→ LISTA DE TAREFAS:
1. Transcreva do trecho sobre Quirino a parte que se abre com as palavras "Nessa época, o" e se fecha com "Marta Suplicy (PT).", renomeando nela "Aliança da Misericórdia" para "Casa da Misericórdia".
2. De acordo com o trecho sobre Quirino, em que montadora de carros o pai dele trabalhava?

→ TRECHO PARA LEITURA:
----

De acordo com um morador de rua entrevistado pelo Porque em dezembro de 2022, a gestão Manga tem como meta dificultar a existência de moradores de rua pois, além de sequestrar seus pertences, está intimidando proprietários de restaurantes que doam alimentos. “Ele mandou avisar que vai multar e até fechar o restaurante”, afirmou Gerson, que tem raízes na colônia ítalo-espanhola da Vila Haro e fez dois anos de Química na OSE. Veja link no final desta matéria.
Abusos e estudos
Quirino contou à reportagem que sofreu abuso sexual duas vezes quando tinha 9 anos de idade. “Uma vez por um amigo de meu pai e outra por um primo mais velho.” Ele afirma que esse trauma o consumiu até os 40 anos de idade, quando buscou ajuda profissional. “Fiz tratamentos psicológicos tanto na PUC mineira quando na PUC de Sorocaba”, lembrou-se.
O pai de Quirino trabalhava na montadora de carros Karmann-Ghia, em São Bernardo do Campo-SP, e a mãe era diarista. Já o jovem Quirino, por volta de 1975, cursou hotelaria e gastronomia no Senac/São Paulo e trabalhou em diversos restaurantes e buffets. “Fui chefe de buffet na Lapa [em SP].”
Em 1981, aos 23 anos de idade, Quirino perdeu uma filha do primeiro relacionamento, o que o abalou bastante. Mais tarde, em um segundo relacionamento, teve cinco filhos. Porém, anos depois, a família começou a se desagregar e, quando ele tinha cerca de 35 anos de idade, nos anos 90, rendeu-se ao alcoolismo.
O início nas ruas
Alcóolico e com vínculos familiares interrompidos, tornar-se morador de rua foi uma consequência infelizmente comum nesses casos. Porém, ainda em São Paulo, Quirino teve contato com a pastoral católica liderada pelo Padre Júlio Lancellotti.
Nessa época, o morador de rua começou a tratar-se na Aliança da Misericórdia, mantida pela Igreja, e a exercer atividades em frentes de trabalho, como serviços de limpeza, realizadas em parceria da pastoral de moradores de rua do Padre Lancellotti com a então prefeita Marta Suplicy (PT).

----

→ DADOS FORNECIDOS:

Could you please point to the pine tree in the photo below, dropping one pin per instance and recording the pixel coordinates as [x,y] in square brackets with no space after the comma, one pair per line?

----

→ RESPOSTAS ESPERADAS:
1.
Nessa época, o morador de rua começou a tratar-se na Casa da Misericórdia, mantida pela Igreja, e a exercer atividades em frentes de trabalho, como serviços de limpeza, realizadas em parceria da pastoral de moradores de rua do Padre Lancellotti com a então prefeita Marta Suplicy (PT).

2. Na Karmann-Ghia, em São Bernardo do Campo-SP.